• _Instructions_
A – According to the sunscreen passage, what job does Sonya Lunder hold?
B – Echo the sunscreen passage word for word between "By Experience Life" and "sense of security.", inclusive.
C – Proceed with the sunscreen passage from the point where it stops.

• _Passage_
== Segment start ==

4 Tips for Safer Sunscreen

By Experience Life

While recent research shows that a little sun exposure each day may benefit your health, most experts suggest that you protect yourself if you plan to spend long stretches in the sun.

The problem is, many sunscreen products contain harmful chemicals, and some are not as effective as they seem, says Sonya Lunder, MPH, a senior analyst at the Washington, D.C.–based Environmental Working Group. To help you find a good sunscreen, Lunder offers this advice:

  • Beware a “50+” SPF. According to the FDA, no reliable research has shown that sun protection factors above 50 offer significantly better protection than those with a 50 SPF value. Such super-high-SPF products can lull you into a false sense of security.
  • Look for UVA protection on the label. Almost all sunscreens are great at blocking sunburn-causing UVB rays. But for protection against the far more damaging UVA rays, which can cause malignant melanoma (the most deadly form of skin cancer), choose mineral-based sunscreens rather than their chemical counterparts.

== Segment end ==

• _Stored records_

== Segment start ==

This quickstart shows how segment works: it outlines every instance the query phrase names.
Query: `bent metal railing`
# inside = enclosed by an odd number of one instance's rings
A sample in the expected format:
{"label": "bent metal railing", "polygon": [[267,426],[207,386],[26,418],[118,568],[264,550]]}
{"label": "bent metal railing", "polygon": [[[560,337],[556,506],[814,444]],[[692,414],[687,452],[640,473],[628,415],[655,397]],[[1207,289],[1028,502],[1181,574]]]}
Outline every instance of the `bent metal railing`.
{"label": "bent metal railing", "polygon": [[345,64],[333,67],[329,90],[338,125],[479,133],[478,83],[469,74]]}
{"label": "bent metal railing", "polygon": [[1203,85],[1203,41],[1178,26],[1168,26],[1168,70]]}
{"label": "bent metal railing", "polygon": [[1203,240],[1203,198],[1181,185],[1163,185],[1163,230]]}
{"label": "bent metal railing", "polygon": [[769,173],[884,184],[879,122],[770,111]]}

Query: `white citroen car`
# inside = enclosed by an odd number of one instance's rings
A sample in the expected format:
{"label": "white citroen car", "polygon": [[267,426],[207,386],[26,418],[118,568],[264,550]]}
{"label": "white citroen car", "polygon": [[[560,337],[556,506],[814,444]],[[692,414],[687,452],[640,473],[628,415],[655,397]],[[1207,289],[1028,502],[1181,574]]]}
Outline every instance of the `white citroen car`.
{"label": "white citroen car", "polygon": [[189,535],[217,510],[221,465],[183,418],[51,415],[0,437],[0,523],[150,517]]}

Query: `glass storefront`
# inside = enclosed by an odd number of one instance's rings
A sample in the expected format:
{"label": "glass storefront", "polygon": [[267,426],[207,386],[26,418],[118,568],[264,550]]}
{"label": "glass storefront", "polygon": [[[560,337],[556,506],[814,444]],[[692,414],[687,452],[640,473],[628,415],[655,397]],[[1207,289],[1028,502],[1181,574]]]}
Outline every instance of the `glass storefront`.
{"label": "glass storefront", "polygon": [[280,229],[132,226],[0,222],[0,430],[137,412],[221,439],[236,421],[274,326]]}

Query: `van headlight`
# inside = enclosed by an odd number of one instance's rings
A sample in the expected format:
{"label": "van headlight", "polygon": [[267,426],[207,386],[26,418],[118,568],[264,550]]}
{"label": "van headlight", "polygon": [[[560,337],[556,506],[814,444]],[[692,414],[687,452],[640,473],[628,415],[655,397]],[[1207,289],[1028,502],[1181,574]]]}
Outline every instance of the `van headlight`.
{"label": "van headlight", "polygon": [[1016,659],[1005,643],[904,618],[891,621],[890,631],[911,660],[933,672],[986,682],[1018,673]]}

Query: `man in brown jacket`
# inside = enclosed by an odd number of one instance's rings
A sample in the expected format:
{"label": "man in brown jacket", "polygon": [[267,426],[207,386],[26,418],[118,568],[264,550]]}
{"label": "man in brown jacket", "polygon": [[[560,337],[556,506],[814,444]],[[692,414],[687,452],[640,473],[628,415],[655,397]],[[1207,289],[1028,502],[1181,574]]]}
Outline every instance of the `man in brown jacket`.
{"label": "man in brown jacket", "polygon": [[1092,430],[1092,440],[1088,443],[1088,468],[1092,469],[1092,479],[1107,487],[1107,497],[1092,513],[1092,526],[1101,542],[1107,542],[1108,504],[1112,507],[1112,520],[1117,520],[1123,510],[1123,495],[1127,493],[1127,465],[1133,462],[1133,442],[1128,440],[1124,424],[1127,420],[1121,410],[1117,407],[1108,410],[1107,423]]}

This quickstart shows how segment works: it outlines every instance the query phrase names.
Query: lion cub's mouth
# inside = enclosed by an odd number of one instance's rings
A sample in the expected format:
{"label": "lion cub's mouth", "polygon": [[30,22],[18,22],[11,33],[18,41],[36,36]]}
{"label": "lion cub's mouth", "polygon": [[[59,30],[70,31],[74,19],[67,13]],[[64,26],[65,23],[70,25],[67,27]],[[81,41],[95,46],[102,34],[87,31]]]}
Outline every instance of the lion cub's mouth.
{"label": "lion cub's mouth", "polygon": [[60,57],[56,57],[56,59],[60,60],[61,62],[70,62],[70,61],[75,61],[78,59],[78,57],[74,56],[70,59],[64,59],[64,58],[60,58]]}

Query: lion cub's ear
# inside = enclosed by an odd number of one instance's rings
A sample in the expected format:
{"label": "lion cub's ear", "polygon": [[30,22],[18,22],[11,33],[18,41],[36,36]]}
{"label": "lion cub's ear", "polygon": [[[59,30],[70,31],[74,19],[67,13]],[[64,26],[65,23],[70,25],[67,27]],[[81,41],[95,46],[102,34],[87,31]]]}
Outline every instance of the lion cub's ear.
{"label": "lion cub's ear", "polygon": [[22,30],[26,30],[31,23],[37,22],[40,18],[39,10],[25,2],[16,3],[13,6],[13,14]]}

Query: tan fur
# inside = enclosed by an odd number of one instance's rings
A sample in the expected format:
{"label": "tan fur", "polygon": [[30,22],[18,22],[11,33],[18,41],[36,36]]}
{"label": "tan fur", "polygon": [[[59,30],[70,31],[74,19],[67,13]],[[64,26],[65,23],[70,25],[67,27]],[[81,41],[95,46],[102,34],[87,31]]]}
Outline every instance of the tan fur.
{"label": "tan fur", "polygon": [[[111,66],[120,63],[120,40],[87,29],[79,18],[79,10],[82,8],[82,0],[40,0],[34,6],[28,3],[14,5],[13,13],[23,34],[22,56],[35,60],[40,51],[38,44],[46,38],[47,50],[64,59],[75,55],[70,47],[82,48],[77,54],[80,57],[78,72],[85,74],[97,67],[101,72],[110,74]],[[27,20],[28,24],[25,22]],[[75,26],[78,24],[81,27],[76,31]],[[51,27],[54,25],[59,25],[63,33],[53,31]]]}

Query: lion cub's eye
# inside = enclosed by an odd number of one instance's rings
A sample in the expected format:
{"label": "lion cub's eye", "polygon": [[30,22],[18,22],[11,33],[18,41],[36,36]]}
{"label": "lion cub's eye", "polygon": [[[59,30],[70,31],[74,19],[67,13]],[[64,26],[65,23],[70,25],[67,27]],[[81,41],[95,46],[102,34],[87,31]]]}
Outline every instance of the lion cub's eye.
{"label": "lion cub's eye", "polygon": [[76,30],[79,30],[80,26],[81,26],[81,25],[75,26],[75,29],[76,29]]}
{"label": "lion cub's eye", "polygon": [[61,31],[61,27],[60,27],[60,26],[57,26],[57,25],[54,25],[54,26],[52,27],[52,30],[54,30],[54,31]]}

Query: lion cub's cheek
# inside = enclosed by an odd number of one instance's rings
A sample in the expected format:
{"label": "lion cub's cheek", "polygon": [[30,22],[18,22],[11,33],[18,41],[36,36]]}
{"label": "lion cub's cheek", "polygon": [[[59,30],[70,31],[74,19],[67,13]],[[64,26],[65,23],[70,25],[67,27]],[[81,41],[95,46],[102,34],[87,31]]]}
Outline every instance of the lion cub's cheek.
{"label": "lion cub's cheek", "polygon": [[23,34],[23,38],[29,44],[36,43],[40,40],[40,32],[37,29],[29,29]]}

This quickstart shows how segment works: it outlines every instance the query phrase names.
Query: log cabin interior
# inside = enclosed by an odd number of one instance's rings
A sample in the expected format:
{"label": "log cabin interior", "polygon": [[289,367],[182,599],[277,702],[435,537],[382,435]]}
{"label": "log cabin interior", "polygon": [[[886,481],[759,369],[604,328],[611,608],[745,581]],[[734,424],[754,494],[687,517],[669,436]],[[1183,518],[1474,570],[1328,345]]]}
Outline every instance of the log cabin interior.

== Segment end ==

• _Numbered responses_
A – She is a senior analyst at the Washington, D.C.–based Environmental Working Group.

B –
By Experience Life

While recent research shows that a little sun exposure each day may benefit your health, most experts suggest that you protect yourself if you plan to spend long stretches in the sun.

The problem is, many sunscreen products contain harmful chemicals, and some are not as effective as they seem, says Sonya Lunder, MPH, a senior analyst at the Washington, D.C.–based Environmental Working Group. To help you find a good sunscreen, Lunder offers this advice:

  • Beware a “50+” SPF. According to the FDA, no reliable research has shown that sun protection factors above 50 offer significantly better protection than those with a 50 SPF value. Such super-high-SPF products can lull you into a false sense of security.

C –
  • Avoid spray or powder sunscreens with titanium dioxide. Mineral-based sunscreens often contain titanium dioxide, which is considered potentially carcinogenic if it reaches the bloodstream. Because spray and powder sunscreens are more easily inhaled (and, hence, more directly accessible to the bloodstream), opt for lotions, which are considered safer, when choosing a mineral-based option.
  • Avoid oxybenzone. Stay away from sunscreens that contain this active ingredient, which has been linked to allergic reactions and potential hormone disruption. It is particularly harmful for children and has been linked to low infant birth weight.

If you want to see how the prod­ucts you already have in your cabinet stack up, visit the EWG Sunscreen Guide.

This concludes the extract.